What the task asks:
Could you put the entries from the line containing "For each instance of the oriented" down through the line containing "(1128, 779)" into a two-column CSV with the headers instruction and coordinates? Use one row per entry and one quoted field for each column, with line breaks turned into spaces.

──────── Supplied records ────────

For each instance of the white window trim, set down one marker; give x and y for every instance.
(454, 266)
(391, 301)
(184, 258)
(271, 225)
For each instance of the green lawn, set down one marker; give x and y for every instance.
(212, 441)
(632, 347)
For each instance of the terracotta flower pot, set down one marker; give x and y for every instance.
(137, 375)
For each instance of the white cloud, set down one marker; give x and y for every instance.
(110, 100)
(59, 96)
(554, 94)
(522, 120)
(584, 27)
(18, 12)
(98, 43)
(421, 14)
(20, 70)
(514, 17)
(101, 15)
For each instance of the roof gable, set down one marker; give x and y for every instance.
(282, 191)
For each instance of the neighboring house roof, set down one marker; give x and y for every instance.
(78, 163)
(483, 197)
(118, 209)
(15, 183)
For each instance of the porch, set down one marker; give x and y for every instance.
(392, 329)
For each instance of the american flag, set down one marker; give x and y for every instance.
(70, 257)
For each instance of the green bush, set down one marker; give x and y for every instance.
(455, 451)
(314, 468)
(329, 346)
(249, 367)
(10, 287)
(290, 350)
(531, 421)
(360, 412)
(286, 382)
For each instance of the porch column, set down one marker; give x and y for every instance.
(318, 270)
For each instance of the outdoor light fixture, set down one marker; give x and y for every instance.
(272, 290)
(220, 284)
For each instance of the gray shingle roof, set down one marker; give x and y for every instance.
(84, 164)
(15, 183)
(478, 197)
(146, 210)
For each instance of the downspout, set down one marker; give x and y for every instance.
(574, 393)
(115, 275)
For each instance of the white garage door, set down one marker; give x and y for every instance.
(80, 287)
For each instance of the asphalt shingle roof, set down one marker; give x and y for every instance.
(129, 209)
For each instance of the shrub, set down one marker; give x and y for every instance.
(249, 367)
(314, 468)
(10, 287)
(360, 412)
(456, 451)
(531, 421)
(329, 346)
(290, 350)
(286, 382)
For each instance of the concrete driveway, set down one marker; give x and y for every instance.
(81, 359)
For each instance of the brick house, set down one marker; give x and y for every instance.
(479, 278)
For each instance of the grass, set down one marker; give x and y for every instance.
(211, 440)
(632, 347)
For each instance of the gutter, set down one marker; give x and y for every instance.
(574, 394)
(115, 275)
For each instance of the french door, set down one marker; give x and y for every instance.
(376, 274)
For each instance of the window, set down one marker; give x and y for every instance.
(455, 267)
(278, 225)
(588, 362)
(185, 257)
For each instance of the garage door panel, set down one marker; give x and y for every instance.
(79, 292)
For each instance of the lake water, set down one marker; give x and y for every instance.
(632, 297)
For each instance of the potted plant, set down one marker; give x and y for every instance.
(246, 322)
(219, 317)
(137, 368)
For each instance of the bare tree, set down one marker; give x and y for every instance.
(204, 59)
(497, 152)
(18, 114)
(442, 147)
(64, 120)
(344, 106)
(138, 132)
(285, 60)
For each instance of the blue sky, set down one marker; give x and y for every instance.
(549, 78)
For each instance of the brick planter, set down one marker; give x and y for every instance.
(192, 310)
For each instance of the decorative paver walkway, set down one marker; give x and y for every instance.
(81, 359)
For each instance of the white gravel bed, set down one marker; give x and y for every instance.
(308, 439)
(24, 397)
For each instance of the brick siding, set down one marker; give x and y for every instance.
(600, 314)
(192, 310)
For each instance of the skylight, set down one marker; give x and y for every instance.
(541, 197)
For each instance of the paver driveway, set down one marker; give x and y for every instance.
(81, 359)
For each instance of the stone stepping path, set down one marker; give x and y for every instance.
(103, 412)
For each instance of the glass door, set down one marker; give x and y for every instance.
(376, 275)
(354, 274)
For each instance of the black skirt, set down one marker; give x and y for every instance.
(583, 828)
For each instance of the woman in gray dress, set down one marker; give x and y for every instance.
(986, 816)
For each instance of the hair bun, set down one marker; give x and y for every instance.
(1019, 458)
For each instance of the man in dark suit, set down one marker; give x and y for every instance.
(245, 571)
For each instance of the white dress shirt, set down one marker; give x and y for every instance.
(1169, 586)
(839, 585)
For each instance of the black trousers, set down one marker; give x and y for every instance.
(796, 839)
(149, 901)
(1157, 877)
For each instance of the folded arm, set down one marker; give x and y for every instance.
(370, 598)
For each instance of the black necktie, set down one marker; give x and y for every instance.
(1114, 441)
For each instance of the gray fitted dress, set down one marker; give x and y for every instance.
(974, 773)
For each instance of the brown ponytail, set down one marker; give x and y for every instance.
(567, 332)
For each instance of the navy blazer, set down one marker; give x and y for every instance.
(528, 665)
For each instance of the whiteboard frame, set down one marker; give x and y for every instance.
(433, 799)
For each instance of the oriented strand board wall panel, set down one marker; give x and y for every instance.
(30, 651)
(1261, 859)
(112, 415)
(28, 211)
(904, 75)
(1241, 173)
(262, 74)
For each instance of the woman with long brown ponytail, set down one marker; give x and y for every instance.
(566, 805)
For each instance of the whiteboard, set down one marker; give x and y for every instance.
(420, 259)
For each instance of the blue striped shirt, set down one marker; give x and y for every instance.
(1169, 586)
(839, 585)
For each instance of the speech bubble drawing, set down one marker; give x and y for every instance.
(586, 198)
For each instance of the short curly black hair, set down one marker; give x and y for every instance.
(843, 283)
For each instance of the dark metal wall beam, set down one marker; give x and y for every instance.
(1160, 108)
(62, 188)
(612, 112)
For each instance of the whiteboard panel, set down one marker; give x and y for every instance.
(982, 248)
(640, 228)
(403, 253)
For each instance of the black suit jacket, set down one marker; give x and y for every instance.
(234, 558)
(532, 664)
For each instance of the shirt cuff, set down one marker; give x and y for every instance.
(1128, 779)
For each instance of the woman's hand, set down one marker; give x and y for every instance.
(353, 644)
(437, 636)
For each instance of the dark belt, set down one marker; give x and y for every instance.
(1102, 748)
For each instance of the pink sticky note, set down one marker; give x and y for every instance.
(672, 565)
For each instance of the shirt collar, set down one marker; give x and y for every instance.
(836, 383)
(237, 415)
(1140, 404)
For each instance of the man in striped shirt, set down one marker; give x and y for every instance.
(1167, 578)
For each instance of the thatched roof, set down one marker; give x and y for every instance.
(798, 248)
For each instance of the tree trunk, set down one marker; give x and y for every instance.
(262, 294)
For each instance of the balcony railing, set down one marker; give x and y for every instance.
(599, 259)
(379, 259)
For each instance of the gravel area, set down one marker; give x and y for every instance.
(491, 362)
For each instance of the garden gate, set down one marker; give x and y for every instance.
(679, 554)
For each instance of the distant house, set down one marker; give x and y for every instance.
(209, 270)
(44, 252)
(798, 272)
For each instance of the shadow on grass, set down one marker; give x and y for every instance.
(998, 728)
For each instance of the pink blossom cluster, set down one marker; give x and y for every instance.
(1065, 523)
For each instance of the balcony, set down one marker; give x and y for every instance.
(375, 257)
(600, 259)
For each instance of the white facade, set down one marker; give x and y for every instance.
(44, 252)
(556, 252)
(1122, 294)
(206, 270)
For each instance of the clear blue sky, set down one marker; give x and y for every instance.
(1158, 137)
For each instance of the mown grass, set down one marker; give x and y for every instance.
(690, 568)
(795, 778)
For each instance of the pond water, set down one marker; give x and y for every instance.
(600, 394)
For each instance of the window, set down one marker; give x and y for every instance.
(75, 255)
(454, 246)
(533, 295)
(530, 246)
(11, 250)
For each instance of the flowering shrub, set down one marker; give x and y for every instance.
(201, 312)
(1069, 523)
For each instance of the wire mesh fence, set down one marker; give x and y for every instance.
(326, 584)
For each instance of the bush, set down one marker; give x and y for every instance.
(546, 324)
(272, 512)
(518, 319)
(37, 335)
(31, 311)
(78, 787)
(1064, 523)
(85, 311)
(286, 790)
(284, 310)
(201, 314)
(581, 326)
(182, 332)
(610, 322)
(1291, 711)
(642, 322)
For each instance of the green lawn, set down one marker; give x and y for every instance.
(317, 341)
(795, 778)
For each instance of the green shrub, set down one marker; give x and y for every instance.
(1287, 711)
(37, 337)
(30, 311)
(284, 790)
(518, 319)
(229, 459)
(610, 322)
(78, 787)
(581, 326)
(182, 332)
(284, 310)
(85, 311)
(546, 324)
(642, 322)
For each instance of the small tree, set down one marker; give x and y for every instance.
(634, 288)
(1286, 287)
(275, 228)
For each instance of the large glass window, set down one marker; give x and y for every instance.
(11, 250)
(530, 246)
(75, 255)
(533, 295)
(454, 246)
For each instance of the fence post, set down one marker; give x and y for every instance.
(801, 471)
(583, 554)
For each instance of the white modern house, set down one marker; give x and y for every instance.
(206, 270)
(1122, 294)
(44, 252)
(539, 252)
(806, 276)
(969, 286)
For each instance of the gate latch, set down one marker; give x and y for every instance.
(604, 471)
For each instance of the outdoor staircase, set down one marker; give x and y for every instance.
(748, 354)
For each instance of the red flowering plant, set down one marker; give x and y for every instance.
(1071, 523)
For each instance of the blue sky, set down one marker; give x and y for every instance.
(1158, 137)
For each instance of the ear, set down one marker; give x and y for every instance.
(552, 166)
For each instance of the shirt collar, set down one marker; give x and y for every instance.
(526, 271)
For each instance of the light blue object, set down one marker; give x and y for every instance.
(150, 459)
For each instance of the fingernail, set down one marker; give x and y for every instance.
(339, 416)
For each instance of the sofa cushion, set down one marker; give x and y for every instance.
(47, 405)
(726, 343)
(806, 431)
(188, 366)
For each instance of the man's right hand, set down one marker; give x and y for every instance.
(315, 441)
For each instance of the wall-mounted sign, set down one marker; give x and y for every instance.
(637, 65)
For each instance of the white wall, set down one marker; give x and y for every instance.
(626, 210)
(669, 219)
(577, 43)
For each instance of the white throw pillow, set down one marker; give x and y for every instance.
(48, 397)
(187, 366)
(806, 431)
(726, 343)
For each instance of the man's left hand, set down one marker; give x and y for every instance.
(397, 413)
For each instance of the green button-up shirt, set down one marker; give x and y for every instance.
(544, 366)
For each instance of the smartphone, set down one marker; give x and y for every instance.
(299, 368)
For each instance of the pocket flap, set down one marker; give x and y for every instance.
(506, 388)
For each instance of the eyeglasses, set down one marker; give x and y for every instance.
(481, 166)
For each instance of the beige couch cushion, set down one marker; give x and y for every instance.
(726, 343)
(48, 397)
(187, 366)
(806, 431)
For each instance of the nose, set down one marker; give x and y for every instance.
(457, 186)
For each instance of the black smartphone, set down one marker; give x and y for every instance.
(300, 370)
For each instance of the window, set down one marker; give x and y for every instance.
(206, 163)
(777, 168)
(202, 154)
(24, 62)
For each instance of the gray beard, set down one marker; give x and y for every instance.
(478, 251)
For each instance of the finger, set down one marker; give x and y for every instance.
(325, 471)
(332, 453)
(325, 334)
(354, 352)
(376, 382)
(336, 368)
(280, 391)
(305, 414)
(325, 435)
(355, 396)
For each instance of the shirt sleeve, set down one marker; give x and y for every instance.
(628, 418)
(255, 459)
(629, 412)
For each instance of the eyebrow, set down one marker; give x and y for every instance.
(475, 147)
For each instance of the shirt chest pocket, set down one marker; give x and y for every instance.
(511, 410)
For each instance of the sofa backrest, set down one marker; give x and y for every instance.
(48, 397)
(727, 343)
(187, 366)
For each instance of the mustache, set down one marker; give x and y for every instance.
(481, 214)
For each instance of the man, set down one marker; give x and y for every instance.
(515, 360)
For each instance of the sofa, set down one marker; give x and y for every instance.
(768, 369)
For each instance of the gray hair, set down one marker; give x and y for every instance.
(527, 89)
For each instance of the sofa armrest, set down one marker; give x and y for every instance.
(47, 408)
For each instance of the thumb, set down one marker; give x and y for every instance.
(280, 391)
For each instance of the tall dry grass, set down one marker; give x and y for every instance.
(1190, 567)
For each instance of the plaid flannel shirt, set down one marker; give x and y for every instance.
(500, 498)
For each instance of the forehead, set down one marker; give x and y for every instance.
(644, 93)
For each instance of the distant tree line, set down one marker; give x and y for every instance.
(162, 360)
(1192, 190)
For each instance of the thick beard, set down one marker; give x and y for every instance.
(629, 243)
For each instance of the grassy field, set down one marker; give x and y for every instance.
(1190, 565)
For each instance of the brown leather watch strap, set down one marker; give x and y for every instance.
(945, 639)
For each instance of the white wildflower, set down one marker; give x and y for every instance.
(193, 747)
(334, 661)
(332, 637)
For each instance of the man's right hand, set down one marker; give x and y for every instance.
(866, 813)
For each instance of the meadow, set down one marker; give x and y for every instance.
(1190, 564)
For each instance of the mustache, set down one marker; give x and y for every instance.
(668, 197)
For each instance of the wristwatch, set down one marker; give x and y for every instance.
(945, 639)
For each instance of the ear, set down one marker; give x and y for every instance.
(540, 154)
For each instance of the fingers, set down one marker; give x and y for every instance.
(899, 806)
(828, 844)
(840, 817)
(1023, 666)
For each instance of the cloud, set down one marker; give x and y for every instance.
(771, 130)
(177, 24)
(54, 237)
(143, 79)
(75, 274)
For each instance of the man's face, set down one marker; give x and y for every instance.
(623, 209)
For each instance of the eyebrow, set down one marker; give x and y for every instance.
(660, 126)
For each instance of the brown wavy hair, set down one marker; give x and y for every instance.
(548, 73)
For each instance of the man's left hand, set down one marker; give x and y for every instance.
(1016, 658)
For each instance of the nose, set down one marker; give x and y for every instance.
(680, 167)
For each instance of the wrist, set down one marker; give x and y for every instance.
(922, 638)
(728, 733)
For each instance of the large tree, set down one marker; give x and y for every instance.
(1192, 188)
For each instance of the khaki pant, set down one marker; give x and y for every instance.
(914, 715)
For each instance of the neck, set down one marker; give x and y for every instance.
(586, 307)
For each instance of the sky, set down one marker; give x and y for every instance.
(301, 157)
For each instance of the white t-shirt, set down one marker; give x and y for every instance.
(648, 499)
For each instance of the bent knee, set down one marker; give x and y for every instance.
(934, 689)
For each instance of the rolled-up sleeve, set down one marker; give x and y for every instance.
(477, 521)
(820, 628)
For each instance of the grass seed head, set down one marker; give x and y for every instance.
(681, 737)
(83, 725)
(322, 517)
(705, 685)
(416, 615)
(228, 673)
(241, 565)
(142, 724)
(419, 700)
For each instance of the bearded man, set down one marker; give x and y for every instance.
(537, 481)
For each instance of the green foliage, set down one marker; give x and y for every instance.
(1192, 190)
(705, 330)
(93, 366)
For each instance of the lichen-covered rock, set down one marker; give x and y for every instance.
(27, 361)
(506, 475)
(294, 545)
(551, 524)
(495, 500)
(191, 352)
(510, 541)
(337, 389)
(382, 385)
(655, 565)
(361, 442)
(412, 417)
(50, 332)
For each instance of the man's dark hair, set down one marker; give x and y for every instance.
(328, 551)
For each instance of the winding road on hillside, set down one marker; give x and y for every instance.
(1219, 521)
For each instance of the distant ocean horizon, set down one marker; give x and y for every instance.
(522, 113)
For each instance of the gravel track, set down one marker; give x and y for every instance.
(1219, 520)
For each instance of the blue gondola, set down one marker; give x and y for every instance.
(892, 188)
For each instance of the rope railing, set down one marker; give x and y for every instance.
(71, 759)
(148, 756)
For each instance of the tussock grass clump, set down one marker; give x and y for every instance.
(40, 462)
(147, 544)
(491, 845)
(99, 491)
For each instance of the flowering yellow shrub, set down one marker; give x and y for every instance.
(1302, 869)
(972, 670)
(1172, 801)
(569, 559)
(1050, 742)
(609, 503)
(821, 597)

────────

Answer to the problem:
instruction,coordinates
"For each instance of the oriented strand board wall panel, set down one marker; give x and y for every instance.","(30, 651) (1261, 859) (112, 415) (28, 211) (904, 75) (1241, 173) (262, 74)"
"For each instance of the woman with long brown ponytail, set down one marker; give x and y for every instance.","(566, 805)"
"For each instance of the whiteboard, set down one marker; give x and y for every instance.","(420, 259)"
"For each instance of the blue striped shirt, set down one marker; give x and y for every instance.","(1169, 586) (839, 585)"
"For each instance of the speech bubble drawing, set down one marker; give x and y for every instance.","(586, 198)"
"For each instance of the short curly black hair, set down one marker; give x and y for every instance.","(843, 283)"
"For each instance of the dark metal wall beam, set down one marker; give x and y for every instance.","(1160, 108) (62, 188) (612, 112)"
"For each instance of the whiteboard panel, set down one marker; give x and y for every instance.","(982, 248) (640, 228) (403, 253)"
"For each instance of the black suit jacket, set down one marker; give x and y for every instance.","(234, 558) (532, 664)"
"For each instance of the shirt cuff, set down one marker; give x and y for every instance.","(1128, 779)"